▸ Tarea planteada A
Enumera lo que, según el fragmento sobre ciudades y alimentación, tuvo que resolverse para que el crecimiento de las ciudades fuera posible.
▸ Tarea planteada B
Prosigue el fragmento sobre ciudades y alimentación a partir de su última oración.

Por Mg. Fabio J. Quetglas e Ing. Mariano Winograd
No hay ninguna duda que existe una fuerte correlación entre el modo de organización urbana y la estrategia de provisión alimentaria de la población.
El crecimiento de las ciudades hubiera sido sencillamente imposible de no haberse resuelto la producción alimentaria a gran escala, una logística eficiente, modos de conservación de los alimentos y estrategias que al tiempo que garanticen su provisión en tiempos de escasez (acopio/ garantía) sostengan el estímulo sobre los productores de alimentos y otros actores de la cadena (incentivos).
El hecho irrefutable de que ingresamos al Siglo XXI con una mayoría de población urbana en el planeta y que existen al menos 19 urbes de más de 20 millones de habitantes, en las cuales no hay hambrunas masivas; son la demostración clara de que los desafíos planteados arriba se han conquistado suficientemente.

▸ Registros mostrados

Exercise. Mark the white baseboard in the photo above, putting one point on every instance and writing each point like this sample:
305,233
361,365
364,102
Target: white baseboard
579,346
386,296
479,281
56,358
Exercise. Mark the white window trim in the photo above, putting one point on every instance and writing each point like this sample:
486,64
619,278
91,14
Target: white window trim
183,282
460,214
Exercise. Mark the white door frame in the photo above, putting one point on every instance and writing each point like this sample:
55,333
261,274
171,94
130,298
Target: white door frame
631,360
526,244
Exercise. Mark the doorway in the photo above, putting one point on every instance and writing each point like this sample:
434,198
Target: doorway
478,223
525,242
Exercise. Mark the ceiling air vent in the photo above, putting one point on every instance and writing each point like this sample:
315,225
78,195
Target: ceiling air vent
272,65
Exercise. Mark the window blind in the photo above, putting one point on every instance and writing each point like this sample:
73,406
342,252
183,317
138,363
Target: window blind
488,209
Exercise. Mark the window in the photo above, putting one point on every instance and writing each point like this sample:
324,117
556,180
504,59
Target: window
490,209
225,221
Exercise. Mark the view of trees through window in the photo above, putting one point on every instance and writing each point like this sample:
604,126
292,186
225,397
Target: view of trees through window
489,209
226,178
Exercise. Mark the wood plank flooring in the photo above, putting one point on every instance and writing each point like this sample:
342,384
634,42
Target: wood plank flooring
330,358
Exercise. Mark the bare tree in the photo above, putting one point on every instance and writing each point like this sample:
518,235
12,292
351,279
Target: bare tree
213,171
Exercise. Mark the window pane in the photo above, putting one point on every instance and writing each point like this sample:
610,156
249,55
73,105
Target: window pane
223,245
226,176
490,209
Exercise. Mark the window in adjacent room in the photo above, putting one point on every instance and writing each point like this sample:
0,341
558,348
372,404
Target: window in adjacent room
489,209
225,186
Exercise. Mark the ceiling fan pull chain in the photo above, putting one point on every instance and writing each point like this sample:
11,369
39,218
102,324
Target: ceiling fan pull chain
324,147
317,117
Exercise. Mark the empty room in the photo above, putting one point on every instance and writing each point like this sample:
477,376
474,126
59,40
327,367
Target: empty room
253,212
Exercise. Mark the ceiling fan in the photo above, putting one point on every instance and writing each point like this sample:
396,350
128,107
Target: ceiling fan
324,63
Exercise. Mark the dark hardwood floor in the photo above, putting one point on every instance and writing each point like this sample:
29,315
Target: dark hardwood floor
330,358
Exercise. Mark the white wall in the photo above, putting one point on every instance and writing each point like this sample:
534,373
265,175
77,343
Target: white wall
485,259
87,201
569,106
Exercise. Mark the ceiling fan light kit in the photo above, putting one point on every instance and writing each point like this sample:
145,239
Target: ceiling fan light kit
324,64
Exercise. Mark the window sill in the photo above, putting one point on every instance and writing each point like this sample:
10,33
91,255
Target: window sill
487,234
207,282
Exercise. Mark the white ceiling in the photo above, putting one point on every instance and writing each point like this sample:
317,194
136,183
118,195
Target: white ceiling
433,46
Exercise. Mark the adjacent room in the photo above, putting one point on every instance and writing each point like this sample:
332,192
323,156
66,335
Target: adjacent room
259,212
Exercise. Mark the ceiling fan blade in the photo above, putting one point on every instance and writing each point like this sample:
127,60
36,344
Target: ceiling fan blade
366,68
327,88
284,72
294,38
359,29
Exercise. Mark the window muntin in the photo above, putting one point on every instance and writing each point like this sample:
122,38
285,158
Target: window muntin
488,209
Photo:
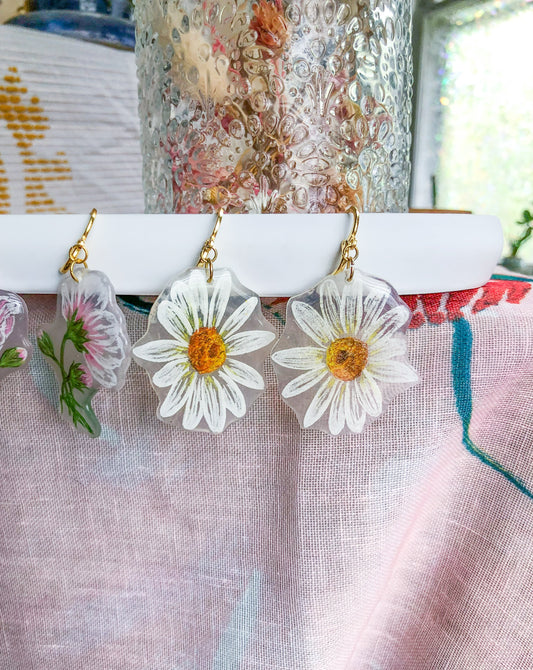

▸ Respuesta esperada A
- La producción alimentaria a gran escala
- Una logística eficiente
- Modos de conservación de los alimentos
- Estrategias que garanticen la provisión en tiempos de escasez (acopio/garantía) y sostengan el estímulo sobre los productores de alimentos y otros actores de la cadena (incentivos)

▸ Respuesta esperada B
Ahora bien; en este caso el bosque puede impedirnos de ver algunas especies de árboles que merecen la atención. Alimentar una ciudad, con acceso a la calidad y la diversidad alimentaria no es un hecho natural; aunque generalmente el hombre y la mujer de las ciudades lo naturalicen. Por detrás de una ciudad bien abastecida, hay estrategias, políticas, mercados, trabajadore/as, normas, infraestructuras.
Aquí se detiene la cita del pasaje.